▶ _PAGE EXCERPT_
That Egypt’s economic well-being is dependent on the Nile has been a geopolitical fact of life since ancient times.  Fly over the country, and Egypt’s dependence on the river is starkly illustrated.  Amid vast deserts, the river and its cultivated banks appear as a narrow green ribbon snaking its way to the north, where it widens into a delta before reaching the Mediterranean. The vast majority of Egypt’s 94 million people live adjacent to this fertile belt, along which its main cities from Aswan to Cairo to Alexandria cluster.  The lower Nile valley and the delta together comprise about 3.5 percent of Egypt’s total area. The remaining 96.5 percent is mostly desert.

The Nile that enters Egypt is fed from two sources.  The White Nile, flowing through Sudan, supplies Egypt with 15 percent of its water; the Blue Nile, emanating from Ethiopia, provides 85 percent.

Stored data
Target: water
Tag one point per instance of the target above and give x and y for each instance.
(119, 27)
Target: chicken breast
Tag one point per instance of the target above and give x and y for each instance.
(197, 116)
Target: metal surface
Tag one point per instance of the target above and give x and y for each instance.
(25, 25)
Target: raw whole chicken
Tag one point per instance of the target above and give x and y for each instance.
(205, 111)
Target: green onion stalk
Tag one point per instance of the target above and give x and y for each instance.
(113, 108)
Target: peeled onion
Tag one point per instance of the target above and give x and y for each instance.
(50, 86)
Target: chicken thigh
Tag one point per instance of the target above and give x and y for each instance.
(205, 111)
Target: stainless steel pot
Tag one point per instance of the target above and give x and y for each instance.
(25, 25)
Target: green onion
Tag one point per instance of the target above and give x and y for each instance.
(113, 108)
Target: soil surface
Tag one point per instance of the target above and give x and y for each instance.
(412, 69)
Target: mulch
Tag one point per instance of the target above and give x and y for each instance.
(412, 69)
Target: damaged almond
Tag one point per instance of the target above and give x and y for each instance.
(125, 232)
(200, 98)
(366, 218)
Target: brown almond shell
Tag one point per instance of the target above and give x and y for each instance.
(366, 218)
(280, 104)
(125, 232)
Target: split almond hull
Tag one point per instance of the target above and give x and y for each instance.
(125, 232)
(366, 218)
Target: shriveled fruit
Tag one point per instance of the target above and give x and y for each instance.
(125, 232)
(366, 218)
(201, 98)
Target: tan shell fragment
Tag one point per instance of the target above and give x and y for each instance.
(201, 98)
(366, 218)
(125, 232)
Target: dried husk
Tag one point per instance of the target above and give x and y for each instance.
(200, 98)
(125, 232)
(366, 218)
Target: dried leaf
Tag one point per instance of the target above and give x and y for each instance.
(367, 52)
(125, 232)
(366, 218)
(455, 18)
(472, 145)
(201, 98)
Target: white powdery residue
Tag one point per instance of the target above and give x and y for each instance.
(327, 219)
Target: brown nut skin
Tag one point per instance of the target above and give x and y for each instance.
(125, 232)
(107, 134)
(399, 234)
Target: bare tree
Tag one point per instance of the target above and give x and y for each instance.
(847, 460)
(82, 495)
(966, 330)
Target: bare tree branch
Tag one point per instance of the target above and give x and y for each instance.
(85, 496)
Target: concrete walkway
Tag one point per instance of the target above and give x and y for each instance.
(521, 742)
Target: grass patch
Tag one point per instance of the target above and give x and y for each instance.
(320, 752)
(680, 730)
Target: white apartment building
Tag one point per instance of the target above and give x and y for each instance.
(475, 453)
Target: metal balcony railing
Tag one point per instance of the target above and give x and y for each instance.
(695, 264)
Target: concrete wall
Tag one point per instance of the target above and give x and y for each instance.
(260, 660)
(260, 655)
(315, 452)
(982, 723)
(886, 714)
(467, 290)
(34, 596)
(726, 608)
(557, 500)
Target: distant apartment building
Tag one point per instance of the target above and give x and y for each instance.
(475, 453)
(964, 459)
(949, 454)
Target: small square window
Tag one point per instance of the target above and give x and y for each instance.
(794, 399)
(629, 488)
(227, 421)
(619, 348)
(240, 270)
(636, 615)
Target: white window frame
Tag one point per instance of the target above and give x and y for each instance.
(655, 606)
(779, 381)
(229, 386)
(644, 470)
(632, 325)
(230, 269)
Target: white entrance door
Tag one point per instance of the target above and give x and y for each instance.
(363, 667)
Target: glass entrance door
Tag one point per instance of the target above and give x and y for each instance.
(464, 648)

▶ _COMPLETE THE FOLLOWING_
A. According to the Nile passage, what proportion of Egypt's total area do the lower Nile valley and the delta together comprise?
B. Continue the Nile passage from its final sentence.

▶ _EXPECTED ANSWERS_
A. About 3.5 percent.

B.
During the colonial era the fact that one of the the Nile’s main tributaries rises in Lake Victoria, which lies in Tanzania and Uganda, and runs through what are now eleven African countries before discharging into the Mediterranean, held little significance.  Scant consideration was given by colonial rulers to the needs or the rights of the African hinterland. Given the priorities of the time, it is scarcely surprising that a 1929 treaty with Britain provided Egypt with a virtual monopoly over the Nile waters with veto rights over all upstream projects. In 1959, under the provisions of this treaty, Egypt signed a deal with Sudan which guaranteed the two countries use of 90 percent of the Nile waters.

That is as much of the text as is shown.